Report every line in the entries below that contains the word "road", copying each such line in full. Case counts.

◆ ◆ ◆ ◆ ◆

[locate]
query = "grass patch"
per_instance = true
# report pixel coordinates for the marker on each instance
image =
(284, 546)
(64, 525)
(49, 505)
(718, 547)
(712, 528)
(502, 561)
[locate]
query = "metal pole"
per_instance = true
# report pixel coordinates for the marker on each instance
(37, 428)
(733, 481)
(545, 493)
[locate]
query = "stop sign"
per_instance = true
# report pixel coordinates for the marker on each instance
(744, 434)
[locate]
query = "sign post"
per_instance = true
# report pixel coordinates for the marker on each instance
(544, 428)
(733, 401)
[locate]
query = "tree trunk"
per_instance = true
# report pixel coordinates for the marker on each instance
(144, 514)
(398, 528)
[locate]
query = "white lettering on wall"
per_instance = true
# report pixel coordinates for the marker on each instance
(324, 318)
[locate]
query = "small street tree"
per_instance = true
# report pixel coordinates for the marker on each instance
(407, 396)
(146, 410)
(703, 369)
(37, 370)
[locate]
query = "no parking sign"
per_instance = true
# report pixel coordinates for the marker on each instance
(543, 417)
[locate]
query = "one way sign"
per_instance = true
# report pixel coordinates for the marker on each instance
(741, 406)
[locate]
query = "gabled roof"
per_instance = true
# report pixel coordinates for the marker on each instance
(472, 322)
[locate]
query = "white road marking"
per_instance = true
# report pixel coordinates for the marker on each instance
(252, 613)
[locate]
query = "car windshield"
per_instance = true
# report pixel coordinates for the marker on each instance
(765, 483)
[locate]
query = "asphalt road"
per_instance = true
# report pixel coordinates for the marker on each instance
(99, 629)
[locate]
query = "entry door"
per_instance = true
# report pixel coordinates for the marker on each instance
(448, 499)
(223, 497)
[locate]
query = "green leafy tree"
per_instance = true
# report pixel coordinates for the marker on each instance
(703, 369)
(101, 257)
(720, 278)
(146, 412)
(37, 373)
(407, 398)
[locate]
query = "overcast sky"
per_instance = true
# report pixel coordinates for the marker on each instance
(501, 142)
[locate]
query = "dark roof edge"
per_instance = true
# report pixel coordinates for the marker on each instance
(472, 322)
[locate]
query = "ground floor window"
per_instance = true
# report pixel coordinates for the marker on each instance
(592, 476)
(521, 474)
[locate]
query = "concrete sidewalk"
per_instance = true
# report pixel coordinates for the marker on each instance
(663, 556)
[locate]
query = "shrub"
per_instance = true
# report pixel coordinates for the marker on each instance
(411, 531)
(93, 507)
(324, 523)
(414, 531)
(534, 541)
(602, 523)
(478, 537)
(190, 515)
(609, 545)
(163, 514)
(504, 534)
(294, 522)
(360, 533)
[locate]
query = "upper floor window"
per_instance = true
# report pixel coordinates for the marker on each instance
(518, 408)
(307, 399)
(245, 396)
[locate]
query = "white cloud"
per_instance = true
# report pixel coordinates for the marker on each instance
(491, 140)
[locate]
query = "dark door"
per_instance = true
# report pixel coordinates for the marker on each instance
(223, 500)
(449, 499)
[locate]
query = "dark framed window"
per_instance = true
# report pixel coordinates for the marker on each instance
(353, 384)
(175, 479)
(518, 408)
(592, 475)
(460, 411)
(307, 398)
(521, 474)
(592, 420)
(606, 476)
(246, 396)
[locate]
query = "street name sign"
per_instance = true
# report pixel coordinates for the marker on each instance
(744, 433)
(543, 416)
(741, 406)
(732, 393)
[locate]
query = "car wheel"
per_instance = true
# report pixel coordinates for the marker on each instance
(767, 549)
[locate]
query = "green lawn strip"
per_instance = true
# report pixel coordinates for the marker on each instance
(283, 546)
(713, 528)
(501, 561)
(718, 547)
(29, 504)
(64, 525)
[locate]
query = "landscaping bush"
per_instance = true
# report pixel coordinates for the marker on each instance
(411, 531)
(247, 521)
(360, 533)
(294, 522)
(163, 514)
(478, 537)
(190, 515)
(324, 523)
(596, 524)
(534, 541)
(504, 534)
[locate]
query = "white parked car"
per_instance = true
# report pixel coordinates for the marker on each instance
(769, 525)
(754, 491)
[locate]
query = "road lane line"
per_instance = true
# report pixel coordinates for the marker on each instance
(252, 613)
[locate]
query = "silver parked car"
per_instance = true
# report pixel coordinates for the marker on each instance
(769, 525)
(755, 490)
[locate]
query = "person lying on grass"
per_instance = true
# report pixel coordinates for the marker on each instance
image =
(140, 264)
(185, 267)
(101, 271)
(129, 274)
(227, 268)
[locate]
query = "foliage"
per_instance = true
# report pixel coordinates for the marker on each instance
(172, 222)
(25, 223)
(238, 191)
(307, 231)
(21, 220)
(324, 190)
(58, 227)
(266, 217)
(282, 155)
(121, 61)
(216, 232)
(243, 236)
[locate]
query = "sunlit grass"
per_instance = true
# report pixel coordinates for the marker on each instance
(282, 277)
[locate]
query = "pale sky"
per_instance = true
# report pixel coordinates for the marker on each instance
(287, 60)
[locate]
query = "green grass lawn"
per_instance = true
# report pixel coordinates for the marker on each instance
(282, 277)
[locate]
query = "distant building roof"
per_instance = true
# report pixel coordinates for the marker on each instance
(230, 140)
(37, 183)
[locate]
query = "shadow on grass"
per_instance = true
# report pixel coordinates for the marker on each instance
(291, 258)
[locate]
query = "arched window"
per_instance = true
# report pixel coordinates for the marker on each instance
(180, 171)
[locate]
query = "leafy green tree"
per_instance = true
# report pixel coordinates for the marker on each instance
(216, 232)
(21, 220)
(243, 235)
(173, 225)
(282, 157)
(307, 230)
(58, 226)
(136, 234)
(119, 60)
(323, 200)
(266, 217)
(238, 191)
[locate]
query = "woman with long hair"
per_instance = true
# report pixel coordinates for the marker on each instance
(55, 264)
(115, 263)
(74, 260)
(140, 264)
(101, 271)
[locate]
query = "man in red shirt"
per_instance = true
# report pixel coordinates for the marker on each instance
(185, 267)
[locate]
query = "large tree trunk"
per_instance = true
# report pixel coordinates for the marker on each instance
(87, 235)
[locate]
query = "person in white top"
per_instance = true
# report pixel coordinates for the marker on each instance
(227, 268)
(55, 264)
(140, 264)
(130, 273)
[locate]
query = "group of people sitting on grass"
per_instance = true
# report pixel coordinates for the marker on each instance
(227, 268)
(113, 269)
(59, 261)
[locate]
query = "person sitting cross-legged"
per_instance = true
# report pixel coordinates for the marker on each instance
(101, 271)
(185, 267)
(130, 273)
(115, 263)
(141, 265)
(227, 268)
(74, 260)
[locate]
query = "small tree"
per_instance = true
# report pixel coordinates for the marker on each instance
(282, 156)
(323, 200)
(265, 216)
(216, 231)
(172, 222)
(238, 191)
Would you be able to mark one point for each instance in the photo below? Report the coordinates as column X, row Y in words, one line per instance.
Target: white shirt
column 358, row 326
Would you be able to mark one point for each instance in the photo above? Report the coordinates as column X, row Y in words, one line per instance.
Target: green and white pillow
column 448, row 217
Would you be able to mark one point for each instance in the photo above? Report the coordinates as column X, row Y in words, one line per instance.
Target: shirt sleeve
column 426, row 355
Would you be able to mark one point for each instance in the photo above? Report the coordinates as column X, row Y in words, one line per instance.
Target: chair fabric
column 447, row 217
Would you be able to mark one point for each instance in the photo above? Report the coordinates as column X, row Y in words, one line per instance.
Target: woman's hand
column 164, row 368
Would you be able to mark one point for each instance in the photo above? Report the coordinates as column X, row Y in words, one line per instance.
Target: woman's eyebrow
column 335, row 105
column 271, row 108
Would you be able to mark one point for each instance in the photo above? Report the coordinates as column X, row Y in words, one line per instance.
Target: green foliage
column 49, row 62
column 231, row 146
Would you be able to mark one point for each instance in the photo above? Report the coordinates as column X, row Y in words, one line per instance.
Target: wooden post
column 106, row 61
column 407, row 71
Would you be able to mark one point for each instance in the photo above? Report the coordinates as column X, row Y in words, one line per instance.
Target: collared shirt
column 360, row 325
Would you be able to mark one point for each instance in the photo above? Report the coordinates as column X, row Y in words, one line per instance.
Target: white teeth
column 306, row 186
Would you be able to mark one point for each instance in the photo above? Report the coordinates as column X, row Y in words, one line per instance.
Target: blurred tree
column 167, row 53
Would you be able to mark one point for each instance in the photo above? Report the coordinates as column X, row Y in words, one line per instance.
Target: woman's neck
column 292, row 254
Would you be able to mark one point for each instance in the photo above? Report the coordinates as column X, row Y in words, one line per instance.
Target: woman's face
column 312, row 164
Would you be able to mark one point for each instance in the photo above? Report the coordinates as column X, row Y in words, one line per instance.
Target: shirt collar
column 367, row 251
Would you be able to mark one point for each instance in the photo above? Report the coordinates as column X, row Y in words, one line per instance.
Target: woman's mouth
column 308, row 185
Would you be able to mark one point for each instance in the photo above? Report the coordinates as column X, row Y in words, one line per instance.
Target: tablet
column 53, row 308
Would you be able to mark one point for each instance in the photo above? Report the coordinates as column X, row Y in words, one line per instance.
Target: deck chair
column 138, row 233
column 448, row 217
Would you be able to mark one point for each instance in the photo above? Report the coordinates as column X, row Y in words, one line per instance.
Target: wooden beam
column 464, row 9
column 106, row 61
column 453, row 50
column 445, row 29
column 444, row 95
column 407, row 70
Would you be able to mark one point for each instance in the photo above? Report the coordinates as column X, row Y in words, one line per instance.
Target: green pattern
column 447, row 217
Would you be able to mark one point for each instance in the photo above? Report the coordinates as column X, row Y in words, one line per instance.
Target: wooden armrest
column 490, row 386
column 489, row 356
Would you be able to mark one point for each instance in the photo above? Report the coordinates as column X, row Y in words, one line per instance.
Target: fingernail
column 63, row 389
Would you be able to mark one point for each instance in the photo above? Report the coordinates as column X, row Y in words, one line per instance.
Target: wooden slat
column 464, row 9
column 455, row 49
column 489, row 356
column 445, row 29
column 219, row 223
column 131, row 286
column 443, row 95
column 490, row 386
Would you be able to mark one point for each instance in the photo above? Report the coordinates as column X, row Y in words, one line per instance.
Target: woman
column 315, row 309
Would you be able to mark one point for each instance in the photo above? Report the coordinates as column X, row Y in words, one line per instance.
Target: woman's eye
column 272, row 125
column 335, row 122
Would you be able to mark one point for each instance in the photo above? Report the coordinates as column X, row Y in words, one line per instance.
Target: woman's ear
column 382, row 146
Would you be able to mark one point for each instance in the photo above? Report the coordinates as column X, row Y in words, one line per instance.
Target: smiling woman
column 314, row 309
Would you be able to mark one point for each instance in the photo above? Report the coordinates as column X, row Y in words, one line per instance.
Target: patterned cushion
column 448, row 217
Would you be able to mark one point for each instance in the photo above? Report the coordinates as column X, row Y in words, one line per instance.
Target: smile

◆ ◆ ◆ ◆ ◆

ANSWER TO THE PROBLEM.
query = "white road marking"
query = "asphalt road"
query = "road lane line"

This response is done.